==== The records ====
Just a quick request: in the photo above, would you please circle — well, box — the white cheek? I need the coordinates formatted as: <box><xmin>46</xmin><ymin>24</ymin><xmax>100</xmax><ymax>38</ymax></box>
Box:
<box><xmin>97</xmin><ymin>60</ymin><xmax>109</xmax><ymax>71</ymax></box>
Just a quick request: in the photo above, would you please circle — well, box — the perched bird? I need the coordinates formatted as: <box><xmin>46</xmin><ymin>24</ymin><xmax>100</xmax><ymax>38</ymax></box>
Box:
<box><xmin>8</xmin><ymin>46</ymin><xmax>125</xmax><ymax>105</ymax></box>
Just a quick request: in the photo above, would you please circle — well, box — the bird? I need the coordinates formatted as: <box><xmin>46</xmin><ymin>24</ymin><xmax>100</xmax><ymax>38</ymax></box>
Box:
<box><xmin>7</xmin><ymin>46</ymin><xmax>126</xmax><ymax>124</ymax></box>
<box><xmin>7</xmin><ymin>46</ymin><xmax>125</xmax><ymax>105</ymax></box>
====
From the first line to the last, retype the data exactly.

(Expected output)
Just a quick request: in the photo above, would you please circle — well, box — the white cheek? I need the coordinates formatted as: <box><xmin>46</xmin><ymin>24</ymin><xmax>100</xmax><ymax>38</ymax></box>
Box:
<box><xmin>97</xmin><ymin>60</ymin><xmax>109</xmax><ymax>71</ymax></box>
Just a quick request: in the photo above, would you please circle — well, box — the perched bird? I need the coordinates formatted as: <box><xmin>46</xmin><ymin>24</ymin><xmax>100</xmax><ymax>38</ymax></box>
Box:
<box><xmin>8</xmin><ymin>46</ymin><xmax>125</xmax><ymax>105</ymax></box>
Just a quick request: in the photo above, would you please circle — well, box — the bird? I need the coordinates formatted as: <box><xmin>46</xmin><ymin>24</ymin><xmax>100</xmax><ymax>38</ymax></box>
Box:
<box><xmin>7</xmin><ymin>46</ymin><xmax>126</xmax><ymax>124</ymax></box>
<box><xmin>7</xmin><ymin>46</ymin><xmax>125</xmax><ymax>105</ymax></box>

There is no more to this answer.